### Problem statement
Leave out the pictures and repeat the data exactly.

═════ Input data ═════

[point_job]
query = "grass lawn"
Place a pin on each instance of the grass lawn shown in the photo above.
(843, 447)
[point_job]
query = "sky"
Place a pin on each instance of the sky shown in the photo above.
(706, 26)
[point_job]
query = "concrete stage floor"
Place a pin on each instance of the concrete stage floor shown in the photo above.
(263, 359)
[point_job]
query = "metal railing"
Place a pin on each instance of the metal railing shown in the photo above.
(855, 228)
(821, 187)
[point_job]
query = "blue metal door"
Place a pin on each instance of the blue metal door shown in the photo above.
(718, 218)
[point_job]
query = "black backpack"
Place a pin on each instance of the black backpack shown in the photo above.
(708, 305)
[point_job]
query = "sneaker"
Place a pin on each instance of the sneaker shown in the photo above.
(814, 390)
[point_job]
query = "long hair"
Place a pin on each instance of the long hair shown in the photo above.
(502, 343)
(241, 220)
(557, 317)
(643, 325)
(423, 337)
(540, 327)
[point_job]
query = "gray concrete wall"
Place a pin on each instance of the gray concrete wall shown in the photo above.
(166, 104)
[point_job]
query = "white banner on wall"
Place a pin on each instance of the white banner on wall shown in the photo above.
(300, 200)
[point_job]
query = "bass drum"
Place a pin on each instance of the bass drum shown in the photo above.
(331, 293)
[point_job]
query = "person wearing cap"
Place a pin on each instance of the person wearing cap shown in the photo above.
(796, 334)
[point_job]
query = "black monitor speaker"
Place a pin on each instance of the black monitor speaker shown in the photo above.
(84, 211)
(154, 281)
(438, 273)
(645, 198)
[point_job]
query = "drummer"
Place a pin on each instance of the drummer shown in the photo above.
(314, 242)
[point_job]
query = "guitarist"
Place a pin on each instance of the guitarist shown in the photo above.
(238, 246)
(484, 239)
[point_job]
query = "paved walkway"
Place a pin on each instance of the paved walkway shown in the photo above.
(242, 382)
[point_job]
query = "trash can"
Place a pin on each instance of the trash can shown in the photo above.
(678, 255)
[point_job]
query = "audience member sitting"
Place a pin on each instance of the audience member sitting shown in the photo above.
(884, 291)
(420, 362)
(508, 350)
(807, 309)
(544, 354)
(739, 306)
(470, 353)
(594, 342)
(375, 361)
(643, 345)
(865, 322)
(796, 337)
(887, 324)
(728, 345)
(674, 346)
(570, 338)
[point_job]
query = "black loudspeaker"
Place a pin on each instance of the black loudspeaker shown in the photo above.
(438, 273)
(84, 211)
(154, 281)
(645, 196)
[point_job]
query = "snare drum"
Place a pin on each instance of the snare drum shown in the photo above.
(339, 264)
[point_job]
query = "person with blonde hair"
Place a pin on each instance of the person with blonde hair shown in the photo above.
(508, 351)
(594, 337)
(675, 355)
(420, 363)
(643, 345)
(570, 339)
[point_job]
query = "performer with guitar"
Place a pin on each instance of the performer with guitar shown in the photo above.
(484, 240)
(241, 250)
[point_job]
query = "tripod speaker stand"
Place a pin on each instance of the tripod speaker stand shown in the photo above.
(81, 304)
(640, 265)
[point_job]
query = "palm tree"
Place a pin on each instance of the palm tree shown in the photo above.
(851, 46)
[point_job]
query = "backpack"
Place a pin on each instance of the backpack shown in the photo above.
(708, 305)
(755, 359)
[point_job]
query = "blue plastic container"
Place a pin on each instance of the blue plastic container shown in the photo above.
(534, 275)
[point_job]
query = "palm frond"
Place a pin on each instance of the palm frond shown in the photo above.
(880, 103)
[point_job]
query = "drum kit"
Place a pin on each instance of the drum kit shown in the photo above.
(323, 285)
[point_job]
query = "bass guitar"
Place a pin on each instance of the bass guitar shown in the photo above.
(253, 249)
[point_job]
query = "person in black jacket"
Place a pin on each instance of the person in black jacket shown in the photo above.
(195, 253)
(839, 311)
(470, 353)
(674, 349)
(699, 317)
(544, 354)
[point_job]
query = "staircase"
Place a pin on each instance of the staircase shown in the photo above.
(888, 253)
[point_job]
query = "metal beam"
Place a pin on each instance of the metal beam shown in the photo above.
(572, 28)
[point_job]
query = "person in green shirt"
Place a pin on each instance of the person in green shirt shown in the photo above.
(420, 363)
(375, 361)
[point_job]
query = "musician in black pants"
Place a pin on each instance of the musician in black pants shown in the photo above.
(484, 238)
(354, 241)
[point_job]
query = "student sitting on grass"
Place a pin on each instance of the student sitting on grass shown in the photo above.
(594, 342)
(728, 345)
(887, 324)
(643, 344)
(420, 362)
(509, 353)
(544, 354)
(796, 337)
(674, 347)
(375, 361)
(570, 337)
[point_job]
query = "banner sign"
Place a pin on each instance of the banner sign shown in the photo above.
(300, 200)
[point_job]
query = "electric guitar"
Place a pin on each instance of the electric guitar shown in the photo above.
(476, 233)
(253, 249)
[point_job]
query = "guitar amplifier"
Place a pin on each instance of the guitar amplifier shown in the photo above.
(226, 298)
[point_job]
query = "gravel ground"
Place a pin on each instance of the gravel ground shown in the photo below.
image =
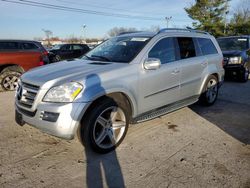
(192, 147)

═════

### The result
[point_job]
query = "grass lawn"
Place a pin on each instance of the grass lawn shown in the photo above.
(843, 447)
[point_job]
query = "sky"
Place a pin on each instance of the sky shown in the photo above.
(706, 26)
[point_job]
query = "concrete stage floor"
Place a pin on each instance of the concrete stage floor shown in the photo above.
(263, 359)
[point_job]
query = "metal railing"
Place a pin on each instance of the metal railing shown in the photo above.
(855, 228)
(821, 187)
[point_job]
query = "blue metal door"
Place a pin on each instance of the blue metal door shown in the photo above.
(718, 218)
[point_job]
query = "black backpack"
Place a pin on each instance of the black backpack shown in the photo above.
(708, 305)
[point_job]
query = "sneaker"
Place a pin on each instance of the sneaker shown in the photo above.
(814, 390)
[point_job]
query = "long hair"
Place a pin on each instance of the long hair shown in the photo above.
(502, 343)
(241, 220)
(557, 317)
(643, 325)
(423, 337)
(540, 327)
[point_job]
query = "gray concrete wall"
Place a pin on each instance of the gray concrete wall shown in the photo above.
(166, 104)
[point_job]
query = "white banner on wall"
Place a pin on each instance of the white banner on wall shown in the photo above.
(300, 200)
[point_job]
query = "bass drum"
Place a pin on each instance of the bass drum shown in the photo above.
(331, 293)
[point_job]
query = "person wearing cap"
Place a pin on each instance of the person wearing cap shown in the photo above.
(796, 334)
[point_job]
query = "black monitor speaker"
Place a pin on each instance of the black monitor speaker shown in the photo above.
(84, 211)
(154, 281)
(438, 273)
(645, 198)
[point_job]
query = "drummer"
Place a pin on each instance of the drummer shown in the photo above.
(314, 242)
[point_job]
query = "guitarist"
Place a pin on each instance of the guitarist shown in the photo above.
(238, 246)
(484, 239)
[point_job]
query = "paved walkway"
Place a pin on each instance of the paved walkway shown in the photo above.
(242, 382)
[point_job]
query = "trash can"
Place a pin on each instance of the trash can shown in the photo above.
(678, 255)
[point_job]
query = "audience member sitting"
Place a pin on each instance of the audience member sitting shown in the photo above.
(884, 291)
(420, 362)
(508, 350)
(807, 309)
(544, 354)
(739, 306)
(470, 353)
(594, 342)
(375, 361)
(643, 345)
(865, 322)
(796, 337)
(887, 324)
(728, 345)
(674, 346)
(570, 338)
[point_job]
query = "black loudspeaker"
Place a pin on each instance of the black loudspeaker shown in the photo above.
(438, 273)
(84, 211)
(154, 281)
(645, 196)
[point_job]
query = "snare drum"
Place a pin on each instance of the snare drum shown in the photo above.
(339, 264)
[point_job]
query = "person with blonde hair"
Place a pin on each instance of the person with blonde hair shown in the photo above.
(508, 351)
(594, 337)
(675, 355)
(420, 363)
(643, 345)
(570, 339)
[point_job]
query = "performer with guitar"
Place a pin on each instance of the performer with guitar shown in the photo above.
(484, 240)
(241, 250)
[point_job]
query = "tripod speaker stand"
Place a pin on each instance of the tripod speaker stand shown in the photo above.
(81, 304)
(640, 265)
[point_job]
query = "palm tree"
Place a pin on each instance of the palm tree shown in the photo above.
(851, 46)
[point_job]
query = "backpack"
Place a pin on each instance of the backpack shown in the photo above.
(708, 305)
(755, 359)
[point_job]
query = "blue plastic container"
Place a pin on each instance of the blue plastic container shown in the photo above.
(534, 275)
[point_job]
query = "palm frond"
Place a pin on each instance of the palm frond shown in the photo above.
(880, 103)
[point_job]
query = "drum kit"
Place a pin on each instance of the drum kit shown in the photo above.
(323, 285)
[point_job]
query = "bass guitar"
Place a pin on each instance of the bass guitar shown in the photo above.
(253, 249)
[point_job]
query = "person in black jacket"
Place a pin on each instance of the person in black jacket shown in the photo above.
(195, 253)
(839, 311)
(470, 353)
(674, 349)
(699, 317)
(544, 354)
[point_job]
query = "staircase"
Place a pin on each instance of the staircase shown in the photo above.
(888, 253)
[point_job]
query = "metal beam"
Place a pin on each instance of the metal beam shown in the photo above.
(572, 28)
[point_job]
query = "person in green shirt"
Place a pin on each instance of the person in green shirt shown in the photo above.
(420, 363)
(375, 361)
[point_job]
query = "musician in black pants"
Place a pin on each instance of the musician in black pants shown in the photo above.
(484, 238)
(354, 241)
[point_job]
query = "student sitting on grass"
Place a pin on each instance of the student sitting on grass shown in the photo above.
(594, 342)
(728, 345)
(887, 324)
(643, 344)
(420, 362)
(509, 353)
(544, 354)
(796, 337)
(674, 347)
(375, 361)
(570, 337)
[point_job]
query = "banner sign"
Place a pin on each instance of the banner sign shown in the photo above.
(300, 200)
[point_job]
query = "electric guitar"
Place a pin on each instance of the electric guitar shown in the photo above.
(476, 233)
(253, 249)
[point_job]
query = "guitar amplifier"
Place a pin on each instance of the guitar amplifier shown in the photo above.
(226, 298)
[point_job]
query = "gravel ground"
Place a pin on each instance of the gravel ground shown in the photo below.
image =
(192, 147)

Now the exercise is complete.